__Brano proposto__:
Perugia: luci, colori, trasparenze e storia nel Museo-Laboratorio "Moretti Caselli".

Il museo-laboratorio "Moretti Caselli" di Perugia

La bella città di Perugia conserva, fra i suoi molti tesori, anche un raro esempio di casa d'artista pervenuta integra e ancora in funzione: il Museo Laboratorio "Moretti-Caselli"

La casa, ricavata all'interno dell'antica dimora della famiglia Baglioni (una delle poche scampate alla demolizione dei quartieri baglioniani ordinata da Paolo III Farnese a partire dal 1540), fu abitata e utilizzata come studio da Francesco Moretti (1833-1917) uno dei principali protagonisti italiani del revival della produzione artistica di vetrate, forma d'arte che conobbe grande fortuna in tutta Europa a partire dalla metà dell’Ottocento.


Insieme a Moretti, lavorarono qui anche il nipote Ludovico Caselli (1859-1922), e - successivamente - altri membri della famiglia, fino a Maddalena Forenza, che ancora oggi perpetua una tradizione domestica che rappresenta un vero e proprio patrimonio artistico fatto non solo di carte d'archivio, fotografie, disegni, studi preparatori e prove d'artista, ma anche di conoscenza, tecnica e sapere. E tanta passione.

__Attività richiesta__:
Rispondi a queste domande sul testo sul museo:
(a) Di quale famiglia era l'antica dimora in cui è stata ricavata la casa?
(b) In quali anni visse Francesco Moretti?
(c) Che parentela aveva Ludovico Caselli con Francesco Moretti?
Le registrazioni sono materiale a sé, distinto dal testo sul museo.

__Dati registrati__:
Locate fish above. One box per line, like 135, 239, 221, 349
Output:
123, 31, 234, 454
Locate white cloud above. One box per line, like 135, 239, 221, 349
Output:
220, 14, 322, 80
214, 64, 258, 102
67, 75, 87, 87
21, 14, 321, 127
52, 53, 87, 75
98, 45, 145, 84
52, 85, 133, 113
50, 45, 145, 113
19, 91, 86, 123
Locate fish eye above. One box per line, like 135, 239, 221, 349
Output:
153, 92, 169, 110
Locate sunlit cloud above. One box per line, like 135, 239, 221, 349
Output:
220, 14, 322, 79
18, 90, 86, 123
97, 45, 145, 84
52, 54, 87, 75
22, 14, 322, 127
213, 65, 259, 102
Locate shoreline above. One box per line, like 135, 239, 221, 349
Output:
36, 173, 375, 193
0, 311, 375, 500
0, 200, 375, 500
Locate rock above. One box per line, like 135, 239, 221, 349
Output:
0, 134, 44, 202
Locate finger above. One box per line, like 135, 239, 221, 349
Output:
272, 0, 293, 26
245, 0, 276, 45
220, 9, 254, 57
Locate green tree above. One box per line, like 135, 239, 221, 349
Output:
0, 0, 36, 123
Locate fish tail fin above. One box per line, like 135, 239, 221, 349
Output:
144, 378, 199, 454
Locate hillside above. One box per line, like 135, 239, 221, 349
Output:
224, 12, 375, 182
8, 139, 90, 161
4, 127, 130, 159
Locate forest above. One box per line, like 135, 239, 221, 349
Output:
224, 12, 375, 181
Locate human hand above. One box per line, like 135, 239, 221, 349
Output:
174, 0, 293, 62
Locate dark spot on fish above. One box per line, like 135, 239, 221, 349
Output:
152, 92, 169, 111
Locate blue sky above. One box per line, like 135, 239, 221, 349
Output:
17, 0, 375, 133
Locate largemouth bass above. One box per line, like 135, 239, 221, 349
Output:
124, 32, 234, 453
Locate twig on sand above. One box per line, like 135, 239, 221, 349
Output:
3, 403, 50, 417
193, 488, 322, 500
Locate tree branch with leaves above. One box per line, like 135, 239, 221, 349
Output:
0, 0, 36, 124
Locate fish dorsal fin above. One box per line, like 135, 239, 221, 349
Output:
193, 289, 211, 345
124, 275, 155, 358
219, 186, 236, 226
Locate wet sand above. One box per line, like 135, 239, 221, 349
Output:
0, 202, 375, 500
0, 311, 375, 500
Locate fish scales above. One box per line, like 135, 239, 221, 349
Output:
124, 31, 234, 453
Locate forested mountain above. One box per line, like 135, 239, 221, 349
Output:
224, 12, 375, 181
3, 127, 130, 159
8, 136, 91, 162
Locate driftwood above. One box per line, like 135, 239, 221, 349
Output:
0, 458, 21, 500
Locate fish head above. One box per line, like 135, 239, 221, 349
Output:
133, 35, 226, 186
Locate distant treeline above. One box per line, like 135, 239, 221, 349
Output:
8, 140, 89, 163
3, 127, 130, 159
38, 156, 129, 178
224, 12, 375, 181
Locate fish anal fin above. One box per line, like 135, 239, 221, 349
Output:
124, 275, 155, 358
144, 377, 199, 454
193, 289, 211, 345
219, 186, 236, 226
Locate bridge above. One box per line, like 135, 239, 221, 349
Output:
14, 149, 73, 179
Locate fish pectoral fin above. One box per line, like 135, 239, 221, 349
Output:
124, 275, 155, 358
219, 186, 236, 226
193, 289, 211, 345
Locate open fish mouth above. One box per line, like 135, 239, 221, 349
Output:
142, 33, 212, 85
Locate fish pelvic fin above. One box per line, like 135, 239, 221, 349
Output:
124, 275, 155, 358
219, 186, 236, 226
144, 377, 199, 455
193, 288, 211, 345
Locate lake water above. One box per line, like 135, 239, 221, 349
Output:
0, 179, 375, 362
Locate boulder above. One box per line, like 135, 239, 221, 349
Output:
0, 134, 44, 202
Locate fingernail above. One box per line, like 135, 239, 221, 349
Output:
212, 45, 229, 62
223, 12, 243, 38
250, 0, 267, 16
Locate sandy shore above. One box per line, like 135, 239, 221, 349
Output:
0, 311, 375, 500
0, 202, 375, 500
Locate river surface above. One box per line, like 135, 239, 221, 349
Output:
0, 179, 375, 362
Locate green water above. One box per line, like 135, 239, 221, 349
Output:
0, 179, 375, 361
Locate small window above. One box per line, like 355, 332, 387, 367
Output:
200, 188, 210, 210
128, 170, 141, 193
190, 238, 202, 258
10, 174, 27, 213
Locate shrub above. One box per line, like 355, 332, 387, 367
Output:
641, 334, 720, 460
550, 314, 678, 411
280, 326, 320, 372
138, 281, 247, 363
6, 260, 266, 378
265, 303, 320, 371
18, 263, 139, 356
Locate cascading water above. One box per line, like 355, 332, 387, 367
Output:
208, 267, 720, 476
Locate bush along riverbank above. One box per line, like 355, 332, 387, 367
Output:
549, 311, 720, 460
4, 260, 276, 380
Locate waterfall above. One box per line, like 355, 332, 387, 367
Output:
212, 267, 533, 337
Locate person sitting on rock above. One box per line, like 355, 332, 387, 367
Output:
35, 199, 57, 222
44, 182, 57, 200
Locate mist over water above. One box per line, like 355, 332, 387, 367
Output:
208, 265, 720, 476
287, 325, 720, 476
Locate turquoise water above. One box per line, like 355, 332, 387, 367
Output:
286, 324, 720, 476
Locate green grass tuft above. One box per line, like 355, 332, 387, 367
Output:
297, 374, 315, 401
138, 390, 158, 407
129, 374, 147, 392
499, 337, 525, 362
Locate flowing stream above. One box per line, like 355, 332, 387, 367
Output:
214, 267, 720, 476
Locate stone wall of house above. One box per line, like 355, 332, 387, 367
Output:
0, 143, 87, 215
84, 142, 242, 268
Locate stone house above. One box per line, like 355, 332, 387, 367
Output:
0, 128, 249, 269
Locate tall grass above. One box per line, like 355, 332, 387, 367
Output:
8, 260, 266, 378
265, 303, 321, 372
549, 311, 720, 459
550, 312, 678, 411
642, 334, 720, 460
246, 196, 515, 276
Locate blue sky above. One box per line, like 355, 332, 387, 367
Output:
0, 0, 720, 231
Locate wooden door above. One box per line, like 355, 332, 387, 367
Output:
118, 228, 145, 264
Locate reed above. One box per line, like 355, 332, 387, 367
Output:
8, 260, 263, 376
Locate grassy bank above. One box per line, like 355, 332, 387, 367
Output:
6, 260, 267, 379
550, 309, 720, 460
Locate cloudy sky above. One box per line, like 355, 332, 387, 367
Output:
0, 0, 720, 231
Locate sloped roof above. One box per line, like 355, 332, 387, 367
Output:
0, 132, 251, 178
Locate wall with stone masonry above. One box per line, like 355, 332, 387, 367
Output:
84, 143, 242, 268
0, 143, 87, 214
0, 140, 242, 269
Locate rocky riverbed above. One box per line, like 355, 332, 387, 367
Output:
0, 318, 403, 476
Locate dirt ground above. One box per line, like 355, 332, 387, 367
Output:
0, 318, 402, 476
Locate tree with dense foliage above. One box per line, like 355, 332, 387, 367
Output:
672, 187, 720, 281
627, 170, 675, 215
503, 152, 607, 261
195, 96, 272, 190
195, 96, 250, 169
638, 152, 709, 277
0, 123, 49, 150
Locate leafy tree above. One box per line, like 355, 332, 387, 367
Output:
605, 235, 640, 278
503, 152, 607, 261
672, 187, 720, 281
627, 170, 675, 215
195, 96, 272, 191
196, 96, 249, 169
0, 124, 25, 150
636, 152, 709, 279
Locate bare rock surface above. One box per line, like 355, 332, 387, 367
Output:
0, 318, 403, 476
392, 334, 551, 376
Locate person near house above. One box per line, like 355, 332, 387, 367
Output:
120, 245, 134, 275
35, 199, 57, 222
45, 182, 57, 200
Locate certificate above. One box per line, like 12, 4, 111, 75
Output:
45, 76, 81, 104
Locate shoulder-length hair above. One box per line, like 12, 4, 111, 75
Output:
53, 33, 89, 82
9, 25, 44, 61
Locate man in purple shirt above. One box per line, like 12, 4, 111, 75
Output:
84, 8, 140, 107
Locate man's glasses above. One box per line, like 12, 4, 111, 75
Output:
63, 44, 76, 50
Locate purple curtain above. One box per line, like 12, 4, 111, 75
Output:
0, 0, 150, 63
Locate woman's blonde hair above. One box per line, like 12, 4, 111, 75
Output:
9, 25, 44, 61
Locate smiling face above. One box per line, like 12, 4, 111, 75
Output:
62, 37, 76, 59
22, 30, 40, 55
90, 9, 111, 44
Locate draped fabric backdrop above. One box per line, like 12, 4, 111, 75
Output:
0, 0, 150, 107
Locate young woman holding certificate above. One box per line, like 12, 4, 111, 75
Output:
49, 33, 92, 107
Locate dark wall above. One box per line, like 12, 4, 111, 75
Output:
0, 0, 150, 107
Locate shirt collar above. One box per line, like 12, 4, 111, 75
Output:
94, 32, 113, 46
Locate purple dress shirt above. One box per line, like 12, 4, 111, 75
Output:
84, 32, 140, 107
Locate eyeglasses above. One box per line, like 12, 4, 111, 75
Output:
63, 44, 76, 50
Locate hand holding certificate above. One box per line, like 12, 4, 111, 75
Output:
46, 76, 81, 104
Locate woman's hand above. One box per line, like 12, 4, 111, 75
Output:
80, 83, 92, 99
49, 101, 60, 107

__Soluzione dell'esercizio__:
(a) Della famiglia Baglioni.
(b) Dal 1833 al 1917.
(c) Era suo nipote.